*Consignes*.
A. Dans le texte sur les Bains des Pâquis, reprenez le passage qui commence par les mots « En plein centre » et se termine par « liberté jalousement gardé. », en remplaçant « paquebot » par « bateau ».
B. Poursuivez le texte sur les Bains des Pâquis après sa dernière phrase.

*Texte fourni*.
En plein centre de la rade de Genève est amarré depuis 1932 un drôle de paquebot en béton armé qui, sans jamais se déplacer, a pour vocation d’offrir à ses passagers détente, bien-être et convivialité, sans distinction d’origine ni de classe sociale. 365 jours par an, ce sont eux qui viennent à lui par milliers, s’y déversant des quatre coins de la ville pour y manger, se baigner où juste flâner dans un espace de liberté jalousement gardé.

 

Fuir la grisaille urbaine, se ressourcer, discuter entre collègues, rencontrer des amis ou s’en faire de nouveaux: on ne fait pas que se baigner, aux Bains des Pâquis. «Et si on allait aux Bains se faire une fondue?» est une question qui se pose tôt ou tard dans l’entourage de quiconque habite Genève. Et même si on n’est pas féru de fromage fondu, on y va quand même pour l’ambiance, la vue imprenable du jet d’eau et du Mont Blanc, les reflets du soleil à la surface de l’eau, avec la certitude de pouvoir y manger des plats de qualité à des prix plus qu’abordables.

 

Contrairement à la plupart des établissements de Genève, l’inflation n’a ici presque pas de prise. Un café? Deux francs cinquante. Le plat du jour, mijoté sur place avec des ingrédients frais et des intitulés surprenants pour une simple buvette de plage (au menu ce 21 octobre à midi, pacchieri crème de parmesan & courge, ou spaghettis aux moules du Mont-Saint-Michel): 14 francs, ou même 10 si vous êtes retraité, chômeur ou handicapé. Car ici, comme tout ce qui a trait au bon fonctionnement du navire, les prix sont surveillés de très près par l’Association d’usagers des Bains des Pâquis (AUBP).

*Lignes enregistrées*.
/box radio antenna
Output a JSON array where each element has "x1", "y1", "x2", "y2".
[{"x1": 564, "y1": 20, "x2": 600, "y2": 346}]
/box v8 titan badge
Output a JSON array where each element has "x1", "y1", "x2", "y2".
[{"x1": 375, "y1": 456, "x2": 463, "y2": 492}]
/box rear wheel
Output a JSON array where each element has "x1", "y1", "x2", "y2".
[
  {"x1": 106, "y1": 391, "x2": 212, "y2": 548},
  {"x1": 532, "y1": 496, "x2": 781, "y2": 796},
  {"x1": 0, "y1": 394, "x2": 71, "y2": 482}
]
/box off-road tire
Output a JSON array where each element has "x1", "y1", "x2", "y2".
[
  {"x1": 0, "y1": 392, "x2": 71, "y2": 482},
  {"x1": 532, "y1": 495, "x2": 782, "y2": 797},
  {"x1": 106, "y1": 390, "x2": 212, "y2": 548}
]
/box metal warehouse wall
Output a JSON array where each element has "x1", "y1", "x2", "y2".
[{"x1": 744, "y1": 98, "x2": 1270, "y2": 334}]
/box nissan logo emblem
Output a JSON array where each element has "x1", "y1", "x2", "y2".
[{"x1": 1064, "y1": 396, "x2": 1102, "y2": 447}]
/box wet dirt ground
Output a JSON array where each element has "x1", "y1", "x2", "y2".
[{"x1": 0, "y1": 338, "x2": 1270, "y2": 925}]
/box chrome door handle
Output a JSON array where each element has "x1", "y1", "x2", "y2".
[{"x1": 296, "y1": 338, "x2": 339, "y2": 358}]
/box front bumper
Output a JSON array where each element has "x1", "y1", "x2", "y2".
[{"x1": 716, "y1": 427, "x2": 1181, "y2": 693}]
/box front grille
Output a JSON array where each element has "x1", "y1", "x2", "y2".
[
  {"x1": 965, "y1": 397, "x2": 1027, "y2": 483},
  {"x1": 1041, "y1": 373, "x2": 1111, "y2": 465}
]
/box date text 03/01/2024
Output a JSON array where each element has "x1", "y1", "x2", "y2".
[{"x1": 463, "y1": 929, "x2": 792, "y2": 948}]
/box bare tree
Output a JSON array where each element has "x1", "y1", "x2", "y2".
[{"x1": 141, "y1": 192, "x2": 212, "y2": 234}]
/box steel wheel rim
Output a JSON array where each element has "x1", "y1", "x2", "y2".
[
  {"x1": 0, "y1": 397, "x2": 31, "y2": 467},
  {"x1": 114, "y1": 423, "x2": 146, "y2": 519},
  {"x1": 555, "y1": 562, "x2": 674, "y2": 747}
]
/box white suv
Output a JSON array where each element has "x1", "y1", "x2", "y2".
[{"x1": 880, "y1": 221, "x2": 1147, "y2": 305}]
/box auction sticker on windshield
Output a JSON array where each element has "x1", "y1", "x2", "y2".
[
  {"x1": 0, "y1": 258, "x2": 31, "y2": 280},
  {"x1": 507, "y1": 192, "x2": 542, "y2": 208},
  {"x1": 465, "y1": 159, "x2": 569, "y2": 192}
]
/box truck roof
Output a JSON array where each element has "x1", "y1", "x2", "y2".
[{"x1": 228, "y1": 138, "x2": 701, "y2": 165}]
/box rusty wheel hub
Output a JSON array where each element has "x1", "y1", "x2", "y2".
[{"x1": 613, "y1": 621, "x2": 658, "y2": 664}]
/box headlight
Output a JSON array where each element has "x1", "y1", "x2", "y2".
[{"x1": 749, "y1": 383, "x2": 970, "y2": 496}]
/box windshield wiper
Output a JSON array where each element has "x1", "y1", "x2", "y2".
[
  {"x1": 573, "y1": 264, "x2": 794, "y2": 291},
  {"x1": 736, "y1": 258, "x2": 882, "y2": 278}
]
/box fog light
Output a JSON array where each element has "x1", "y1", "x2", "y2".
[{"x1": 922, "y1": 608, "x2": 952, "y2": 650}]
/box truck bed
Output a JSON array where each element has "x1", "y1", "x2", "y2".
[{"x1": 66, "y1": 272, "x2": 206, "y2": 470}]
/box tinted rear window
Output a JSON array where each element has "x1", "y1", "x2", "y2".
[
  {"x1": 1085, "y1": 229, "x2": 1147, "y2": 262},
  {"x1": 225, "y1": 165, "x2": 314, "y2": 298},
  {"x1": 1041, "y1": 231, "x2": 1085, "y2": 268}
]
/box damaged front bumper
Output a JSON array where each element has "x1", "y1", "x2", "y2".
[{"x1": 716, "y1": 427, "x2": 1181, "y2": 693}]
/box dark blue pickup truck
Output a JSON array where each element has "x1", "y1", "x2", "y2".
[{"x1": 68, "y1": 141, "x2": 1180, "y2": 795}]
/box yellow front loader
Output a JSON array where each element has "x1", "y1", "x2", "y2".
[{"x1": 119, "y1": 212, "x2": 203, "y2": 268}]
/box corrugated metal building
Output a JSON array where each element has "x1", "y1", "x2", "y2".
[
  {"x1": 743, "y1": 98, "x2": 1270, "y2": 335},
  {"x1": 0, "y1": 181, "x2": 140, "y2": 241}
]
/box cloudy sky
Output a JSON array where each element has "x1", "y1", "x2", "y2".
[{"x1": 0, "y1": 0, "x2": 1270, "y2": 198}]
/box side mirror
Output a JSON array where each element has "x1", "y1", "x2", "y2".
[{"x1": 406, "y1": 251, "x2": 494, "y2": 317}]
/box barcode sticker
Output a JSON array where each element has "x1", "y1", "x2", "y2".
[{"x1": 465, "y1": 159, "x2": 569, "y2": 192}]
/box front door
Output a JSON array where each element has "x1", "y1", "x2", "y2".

*Réponses*.
A.
En plein centre de la rade de Genève est amarré depuis 1932 un drôle de bateau en béton armé qui, sans jamais se déplacer, a pour vocation d’offrir à ses passagers détente, bien-être et convivialité, sans distinction d’origine ni de classe sociale. 365 jours par an, ce sont eux qui viennent à lui par milliers, s’y déversant des quatre coins de la ville pour y manger, se baigner où juste flâner dans un espace de liberté jalousement gardé.

B.
 

Un espace de liberté, contre vents et marées

 

Fondée en 1987, l’AUBP est le fruit d’une insurrection citoyenne contre un projet visant à «moderniser» les Bains, à savoir les détruire pour tout reconstruire de zéro.

Habitants du quartier des Pâquis et d’au-delà, intellectuels, artistes et personnalités se mobilisent rapidement. «Le projet visait à transformer les Bains pour qu’ils puissent accueillir  des hôtels et un autre public» se remémore Armand Brulhart, membre de l’association depuis ses débuts et «mémoire vivante» de l’institution. «On s’est aperçus que même dans les quartiers plus riches, il y avait une affection pour les Bains, en partie parce que la plupart des enfants y apprenaient à nager, et toutes les classes du canton venaient s’y baigner tour à tour.» Le collectif présente un contre-projet qui – démocratie directe oblige – remporte en septembre 1988 l’adhésion des citoyens et contraint les autorités municipales à faire marche arrière: les Bains seront rénovés et leur architecture sobre, inspirée par le courant Bauhaus, préservée.

Cet épisode de résistance pacifique est au cœur de l’ADN profondément démocratique – certains diraient même libertaire – des Bains. Il en reste des traces, souvent méconnues des usagers actuels, notamment sur l’étiquette des bouteilles de vin (rouge, blanc ou rosé) éponymes: une pieuvre dont les tentacules ont tenté d’accaparer un lieu à vocation publique et accessible à tous.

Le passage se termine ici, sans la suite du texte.